» **YOUR GOAL**:
Give back exactly the lines from the one that includes "Category: truck side mirror" to the last line below, both included, and no further lines.

» **TASK DATA**:
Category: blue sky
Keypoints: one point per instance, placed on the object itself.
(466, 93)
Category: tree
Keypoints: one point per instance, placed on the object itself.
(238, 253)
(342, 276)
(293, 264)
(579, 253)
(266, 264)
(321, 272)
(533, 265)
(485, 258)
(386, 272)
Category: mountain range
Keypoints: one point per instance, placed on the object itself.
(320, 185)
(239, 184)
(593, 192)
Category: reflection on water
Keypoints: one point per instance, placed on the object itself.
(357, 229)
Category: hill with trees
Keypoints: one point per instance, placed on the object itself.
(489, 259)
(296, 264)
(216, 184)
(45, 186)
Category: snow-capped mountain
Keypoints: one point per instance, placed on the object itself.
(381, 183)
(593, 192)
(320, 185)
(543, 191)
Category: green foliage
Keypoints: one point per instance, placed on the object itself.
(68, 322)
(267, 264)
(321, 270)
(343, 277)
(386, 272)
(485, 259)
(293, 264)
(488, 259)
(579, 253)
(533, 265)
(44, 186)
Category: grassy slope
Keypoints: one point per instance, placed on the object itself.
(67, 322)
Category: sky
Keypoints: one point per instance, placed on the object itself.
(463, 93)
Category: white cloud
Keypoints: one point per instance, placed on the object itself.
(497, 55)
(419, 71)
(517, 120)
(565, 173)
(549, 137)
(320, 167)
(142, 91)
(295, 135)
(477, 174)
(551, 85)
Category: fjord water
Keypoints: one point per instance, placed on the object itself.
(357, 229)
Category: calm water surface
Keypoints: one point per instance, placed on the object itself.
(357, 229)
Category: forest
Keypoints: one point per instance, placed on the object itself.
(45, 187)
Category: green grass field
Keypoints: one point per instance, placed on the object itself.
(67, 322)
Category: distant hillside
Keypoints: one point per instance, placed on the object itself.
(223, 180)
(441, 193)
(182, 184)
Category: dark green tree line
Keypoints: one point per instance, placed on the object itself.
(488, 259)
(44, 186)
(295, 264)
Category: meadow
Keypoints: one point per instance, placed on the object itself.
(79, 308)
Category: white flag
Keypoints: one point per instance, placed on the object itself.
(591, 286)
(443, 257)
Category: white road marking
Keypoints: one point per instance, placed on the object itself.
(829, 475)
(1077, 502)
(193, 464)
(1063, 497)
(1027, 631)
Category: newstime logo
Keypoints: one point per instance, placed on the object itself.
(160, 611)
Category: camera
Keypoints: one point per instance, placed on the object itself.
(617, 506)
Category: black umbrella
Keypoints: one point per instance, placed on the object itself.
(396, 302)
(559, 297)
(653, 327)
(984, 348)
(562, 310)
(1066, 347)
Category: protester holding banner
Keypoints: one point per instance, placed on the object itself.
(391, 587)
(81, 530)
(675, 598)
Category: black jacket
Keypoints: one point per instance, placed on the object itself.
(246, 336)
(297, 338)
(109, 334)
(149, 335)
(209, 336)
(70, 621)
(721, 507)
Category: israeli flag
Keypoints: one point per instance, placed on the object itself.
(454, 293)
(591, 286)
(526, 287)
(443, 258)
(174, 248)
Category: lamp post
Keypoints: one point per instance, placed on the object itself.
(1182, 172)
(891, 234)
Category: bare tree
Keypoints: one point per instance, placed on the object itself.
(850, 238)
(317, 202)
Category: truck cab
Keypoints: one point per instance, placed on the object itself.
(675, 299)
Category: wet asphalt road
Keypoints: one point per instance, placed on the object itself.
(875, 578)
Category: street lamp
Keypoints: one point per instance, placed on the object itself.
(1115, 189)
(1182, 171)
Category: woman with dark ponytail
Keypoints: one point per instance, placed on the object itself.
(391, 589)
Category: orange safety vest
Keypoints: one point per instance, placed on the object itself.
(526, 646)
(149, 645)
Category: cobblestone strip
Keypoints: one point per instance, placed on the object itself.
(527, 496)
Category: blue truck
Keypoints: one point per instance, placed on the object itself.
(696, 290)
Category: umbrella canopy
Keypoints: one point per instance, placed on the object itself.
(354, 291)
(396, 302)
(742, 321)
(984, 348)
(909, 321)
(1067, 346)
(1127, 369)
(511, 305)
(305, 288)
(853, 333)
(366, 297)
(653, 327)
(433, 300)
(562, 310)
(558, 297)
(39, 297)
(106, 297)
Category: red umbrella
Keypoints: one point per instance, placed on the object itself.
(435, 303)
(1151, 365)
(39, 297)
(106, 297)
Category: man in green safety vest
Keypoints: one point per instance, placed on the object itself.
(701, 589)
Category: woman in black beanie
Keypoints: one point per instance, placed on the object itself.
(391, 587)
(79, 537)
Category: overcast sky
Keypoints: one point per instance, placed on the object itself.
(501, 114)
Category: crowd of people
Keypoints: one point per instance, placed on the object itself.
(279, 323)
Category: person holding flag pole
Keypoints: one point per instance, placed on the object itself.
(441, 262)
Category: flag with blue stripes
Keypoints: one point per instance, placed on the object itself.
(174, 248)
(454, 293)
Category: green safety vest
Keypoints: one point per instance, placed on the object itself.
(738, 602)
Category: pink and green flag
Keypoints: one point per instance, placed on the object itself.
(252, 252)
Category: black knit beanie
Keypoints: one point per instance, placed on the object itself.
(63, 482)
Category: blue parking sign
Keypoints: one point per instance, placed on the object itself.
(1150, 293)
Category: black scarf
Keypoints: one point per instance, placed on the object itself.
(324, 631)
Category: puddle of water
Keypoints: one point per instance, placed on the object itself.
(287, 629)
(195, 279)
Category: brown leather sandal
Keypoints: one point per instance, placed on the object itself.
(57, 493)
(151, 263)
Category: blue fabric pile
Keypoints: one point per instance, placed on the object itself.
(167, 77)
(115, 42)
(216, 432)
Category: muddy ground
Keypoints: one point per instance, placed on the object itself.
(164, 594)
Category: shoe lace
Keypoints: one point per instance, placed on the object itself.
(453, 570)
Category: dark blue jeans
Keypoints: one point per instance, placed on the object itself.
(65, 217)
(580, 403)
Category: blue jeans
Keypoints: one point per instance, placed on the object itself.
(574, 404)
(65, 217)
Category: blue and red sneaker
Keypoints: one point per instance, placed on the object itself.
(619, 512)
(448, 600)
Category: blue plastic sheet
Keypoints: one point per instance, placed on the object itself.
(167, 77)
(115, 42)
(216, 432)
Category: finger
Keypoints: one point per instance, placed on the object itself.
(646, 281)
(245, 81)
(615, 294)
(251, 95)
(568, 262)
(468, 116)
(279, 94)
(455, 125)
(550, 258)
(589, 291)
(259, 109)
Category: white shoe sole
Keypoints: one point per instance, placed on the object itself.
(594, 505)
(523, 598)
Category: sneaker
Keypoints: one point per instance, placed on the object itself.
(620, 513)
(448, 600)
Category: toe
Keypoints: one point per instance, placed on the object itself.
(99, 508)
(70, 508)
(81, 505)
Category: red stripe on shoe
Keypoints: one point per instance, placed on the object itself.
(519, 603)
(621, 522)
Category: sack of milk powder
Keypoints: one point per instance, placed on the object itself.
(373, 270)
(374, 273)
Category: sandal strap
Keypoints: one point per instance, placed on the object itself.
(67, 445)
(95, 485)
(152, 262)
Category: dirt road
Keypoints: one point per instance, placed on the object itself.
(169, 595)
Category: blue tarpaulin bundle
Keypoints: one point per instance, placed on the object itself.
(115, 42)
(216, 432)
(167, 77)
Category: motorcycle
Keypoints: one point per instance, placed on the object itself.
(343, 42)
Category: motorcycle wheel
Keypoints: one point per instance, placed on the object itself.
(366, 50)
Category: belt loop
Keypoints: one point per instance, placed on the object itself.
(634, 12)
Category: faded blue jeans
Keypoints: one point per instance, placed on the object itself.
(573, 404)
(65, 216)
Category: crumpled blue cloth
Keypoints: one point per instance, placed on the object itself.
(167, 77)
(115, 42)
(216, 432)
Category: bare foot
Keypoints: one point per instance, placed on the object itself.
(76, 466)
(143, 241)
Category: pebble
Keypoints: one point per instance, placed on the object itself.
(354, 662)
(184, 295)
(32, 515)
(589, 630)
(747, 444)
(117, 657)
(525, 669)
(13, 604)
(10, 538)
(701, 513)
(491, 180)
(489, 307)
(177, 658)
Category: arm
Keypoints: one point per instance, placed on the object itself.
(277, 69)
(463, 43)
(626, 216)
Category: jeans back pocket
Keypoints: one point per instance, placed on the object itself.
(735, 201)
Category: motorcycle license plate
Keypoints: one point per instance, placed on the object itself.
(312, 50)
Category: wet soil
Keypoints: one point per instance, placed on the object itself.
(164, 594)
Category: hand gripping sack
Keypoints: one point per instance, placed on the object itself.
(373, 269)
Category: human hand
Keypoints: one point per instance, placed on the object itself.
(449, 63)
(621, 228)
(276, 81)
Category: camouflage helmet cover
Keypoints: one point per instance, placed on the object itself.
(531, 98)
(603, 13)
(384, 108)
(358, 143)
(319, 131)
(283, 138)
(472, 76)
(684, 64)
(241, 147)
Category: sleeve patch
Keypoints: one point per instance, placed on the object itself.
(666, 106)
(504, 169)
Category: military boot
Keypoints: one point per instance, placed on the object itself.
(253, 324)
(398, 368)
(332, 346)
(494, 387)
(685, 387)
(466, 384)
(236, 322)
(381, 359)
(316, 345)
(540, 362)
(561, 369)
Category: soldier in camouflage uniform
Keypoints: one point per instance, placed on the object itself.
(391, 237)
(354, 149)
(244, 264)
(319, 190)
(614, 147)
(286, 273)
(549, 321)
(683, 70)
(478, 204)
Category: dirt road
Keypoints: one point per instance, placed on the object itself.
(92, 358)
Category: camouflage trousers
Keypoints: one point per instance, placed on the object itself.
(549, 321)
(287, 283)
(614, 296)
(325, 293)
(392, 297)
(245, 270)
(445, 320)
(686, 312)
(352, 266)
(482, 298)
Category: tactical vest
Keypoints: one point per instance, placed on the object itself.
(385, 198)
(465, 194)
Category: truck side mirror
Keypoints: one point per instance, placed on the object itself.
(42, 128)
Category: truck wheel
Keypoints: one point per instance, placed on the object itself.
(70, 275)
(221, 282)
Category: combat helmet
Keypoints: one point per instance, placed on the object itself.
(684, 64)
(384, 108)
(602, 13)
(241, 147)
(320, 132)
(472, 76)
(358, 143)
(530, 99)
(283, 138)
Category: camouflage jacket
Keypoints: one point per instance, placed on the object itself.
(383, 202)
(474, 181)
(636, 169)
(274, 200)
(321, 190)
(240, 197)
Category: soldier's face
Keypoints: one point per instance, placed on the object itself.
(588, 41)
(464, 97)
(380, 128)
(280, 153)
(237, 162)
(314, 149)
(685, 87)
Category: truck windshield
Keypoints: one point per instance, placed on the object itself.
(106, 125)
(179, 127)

» **OUTPUT OF THE TASK**:
Category: truck side mirror
Keypoints: one point per instance, placed on the object itself.
(42, 128)
Category: truck wheel
Keypoints: one point per instance, placed on the object itself.
(70, 275)
(221, 282)
Category: combat helmet
Keypoints: one point per instance, placed on the object itself.
(684, 64)
(384, 108)
(602, 13)
(241, 147)
(320, 132)
(472, 76)
(358, 143)
(530, 99)
(283, 138)
Category: camouflage jacket
Keypoints: one point per instance, placed on the object itself.
(383, 202)
(474, 181)
(636, 169)
(274, 200)
(321, 190)
(240, 197)
Category: soldier's face
Keypoints: one point per instance, placed on the object itself.
(588, 41)
(464, 97)
(380, 128)
(280, 153)
(237, 162)
(314, 149)
(685, 87)
Category: truck windshield
Keypoints: one point per instance, placed on the object itself.
(106, 125)
(179, 127)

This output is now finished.